§ **Stated exercise**
Please output the part of the items below that opens with the line containing "like (152, 317)." and closes with the line containing "Target: sponsor patch on jersey", both lines included, as a JSON list of strings with one string per line and blank lines left out.

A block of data
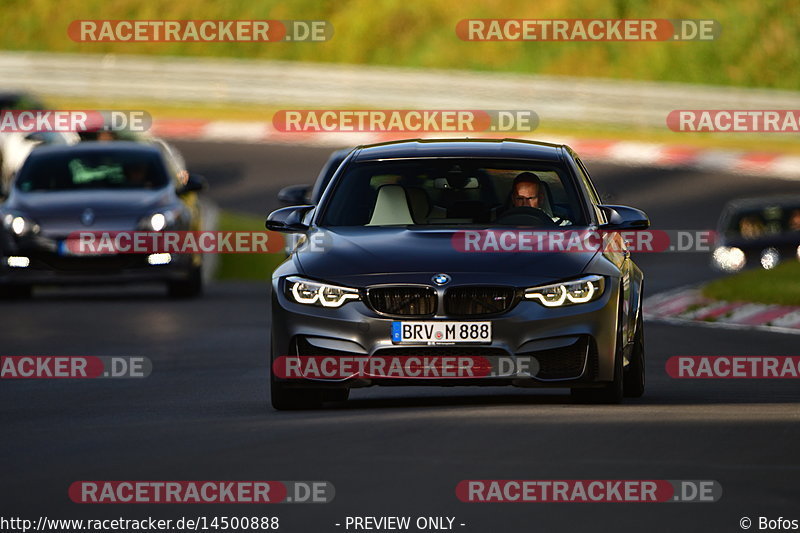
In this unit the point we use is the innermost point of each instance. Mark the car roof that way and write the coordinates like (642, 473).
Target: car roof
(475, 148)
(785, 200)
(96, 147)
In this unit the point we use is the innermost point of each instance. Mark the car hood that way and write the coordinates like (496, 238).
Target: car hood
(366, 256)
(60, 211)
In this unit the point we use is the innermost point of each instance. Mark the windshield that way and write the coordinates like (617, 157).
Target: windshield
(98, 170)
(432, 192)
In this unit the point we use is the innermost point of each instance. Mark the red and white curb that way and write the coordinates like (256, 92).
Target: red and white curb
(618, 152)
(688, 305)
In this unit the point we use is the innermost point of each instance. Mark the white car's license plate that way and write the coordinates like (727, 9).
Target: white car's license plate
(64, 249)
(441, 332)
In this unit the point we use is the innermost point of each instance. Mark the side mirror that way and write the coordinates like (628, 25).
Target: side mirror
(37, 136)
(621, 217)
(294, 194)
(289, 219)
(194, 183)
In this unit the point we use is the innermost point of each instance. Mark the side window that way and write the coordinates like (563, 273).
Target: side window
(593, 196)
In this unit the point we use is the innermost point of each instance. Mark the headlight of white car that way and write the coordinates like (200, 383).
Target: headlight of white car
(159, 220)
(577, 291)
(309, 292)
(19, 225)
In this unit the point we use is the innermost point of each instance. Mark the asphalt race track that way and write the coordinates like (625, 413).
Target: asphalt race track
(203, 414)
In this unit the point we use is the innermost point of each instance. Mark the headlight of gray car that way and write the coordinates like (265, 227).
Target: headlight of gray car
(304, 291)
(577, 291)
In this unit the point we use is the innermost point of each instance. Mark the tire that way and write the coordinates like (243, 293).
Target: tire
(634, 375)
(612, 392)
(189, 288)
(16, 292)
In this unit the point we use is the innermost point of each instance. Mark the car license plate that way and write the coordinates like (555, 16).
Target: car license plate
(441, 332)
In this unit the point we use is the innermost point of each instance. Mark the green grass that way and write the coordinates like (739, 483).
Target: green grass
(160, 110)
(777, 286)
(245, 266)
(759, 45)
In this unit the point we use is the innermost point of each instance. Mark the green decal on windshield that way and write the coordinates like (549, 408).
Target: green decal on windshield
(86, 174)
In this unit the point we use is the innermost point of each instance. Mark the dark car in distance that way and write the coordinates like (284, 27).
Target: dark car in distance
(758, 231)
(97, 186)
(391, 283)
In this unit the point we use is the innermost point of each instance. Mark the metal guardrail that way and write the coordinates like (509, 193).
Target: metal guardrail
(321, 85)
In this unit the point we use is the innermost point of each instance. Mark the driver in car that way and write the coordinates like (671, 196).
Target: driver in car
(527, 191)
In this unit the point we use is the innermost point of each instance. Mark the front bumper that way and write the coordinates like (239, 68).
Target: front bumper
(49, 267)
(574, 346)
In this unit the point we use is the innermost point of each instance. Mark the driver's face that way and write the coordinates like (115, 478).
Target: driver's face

---

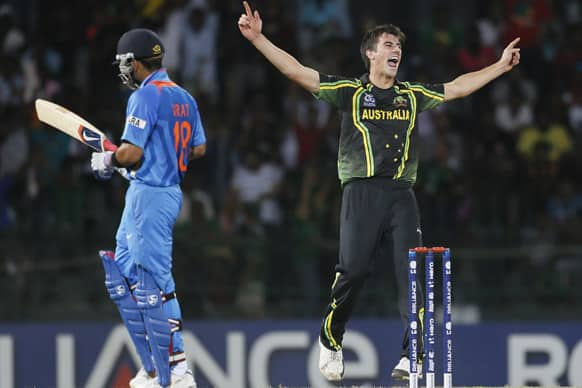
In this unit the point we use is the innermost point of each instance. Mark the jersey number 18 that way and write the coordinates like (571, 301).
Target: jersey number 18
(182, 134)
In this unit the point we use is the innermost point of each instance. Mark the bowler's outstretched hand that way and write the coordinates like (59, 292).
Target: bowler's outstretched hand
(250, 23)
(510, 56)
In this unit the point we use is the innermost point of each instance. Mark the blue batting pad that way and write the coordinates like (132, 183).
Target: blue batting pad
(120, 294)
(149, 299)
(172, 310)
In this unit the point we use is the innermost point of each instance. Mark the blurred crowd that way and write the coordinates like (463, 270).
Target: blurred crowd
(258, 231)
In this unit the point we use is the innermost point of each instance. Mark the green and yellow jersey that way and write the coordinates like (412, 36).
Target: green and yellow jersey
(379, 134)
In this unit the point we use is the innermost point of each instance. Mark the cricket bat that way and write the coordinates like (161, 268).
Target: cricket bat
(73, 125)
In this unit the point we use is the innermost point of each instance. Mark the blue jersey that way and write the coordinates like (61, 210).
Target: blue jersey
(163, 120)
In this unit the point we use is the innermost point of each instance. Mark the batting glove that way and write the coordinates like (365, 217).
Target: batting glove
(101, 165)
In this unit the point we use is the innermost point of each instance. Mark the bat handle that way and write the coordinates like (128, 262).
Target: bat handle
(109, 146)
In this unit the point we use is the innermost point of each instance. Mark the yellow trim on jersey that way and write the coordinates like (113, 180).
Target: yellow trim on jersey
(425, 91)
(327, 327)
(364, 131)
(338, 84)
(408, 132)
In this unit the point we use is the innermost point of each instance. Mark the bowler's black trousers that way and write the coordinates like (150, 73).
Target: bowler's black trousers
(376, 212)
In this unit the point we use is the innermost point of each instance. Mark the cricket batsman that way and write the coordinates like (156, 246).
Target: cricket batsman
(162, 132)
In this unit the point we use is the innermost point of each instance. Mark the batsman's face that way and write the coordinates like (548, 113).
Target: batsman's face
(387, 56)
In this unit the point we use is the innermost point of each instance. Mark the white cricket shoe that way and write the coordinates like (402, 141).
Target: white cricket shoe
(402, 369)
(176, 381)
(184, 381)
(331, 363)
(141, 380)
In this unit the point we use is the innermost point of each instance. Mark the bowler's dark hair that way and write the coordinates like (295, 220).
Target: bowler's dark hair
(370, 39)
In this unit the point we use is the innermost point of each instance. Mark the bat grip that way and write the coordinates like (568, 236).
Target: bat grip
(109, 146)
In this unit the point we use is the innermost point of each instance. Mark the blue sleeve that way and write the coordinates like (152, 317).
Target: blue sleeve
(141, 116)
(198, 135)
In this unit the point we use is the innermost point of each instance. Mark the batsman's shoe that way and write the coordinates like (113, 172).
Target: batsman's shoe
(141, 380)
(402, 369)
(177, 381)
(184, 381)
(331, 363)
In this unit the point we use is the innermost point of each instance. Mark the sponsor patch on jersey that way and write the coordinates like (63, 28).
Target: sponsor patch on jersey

§ **Problem solution**
[
  "In this unit the point we use is the innermost point of each instance. Mark the blue sleeve that way and write the coordinates like (152, 317).",
  "Target: blue sleeve",
  "(141, 116)",
  "(198, 135)",
  "In this unit the point we use is the innermost point of each instance. Mark the batsman's shoe that way and write the coordinates like (113, 172).",
  "Target: batsman's shoe",
  "(141, 380)",
  "(402, 369)",
  "(177, 381)",
  "(184, 381)",
  "(331, 363)",
  "In this unit the point we use is the innermost point of each instance. Mark the sponsor patch on jersey that way and write the coordinates like (63, 28).",
  "Target: sponsor patch on jersey"
]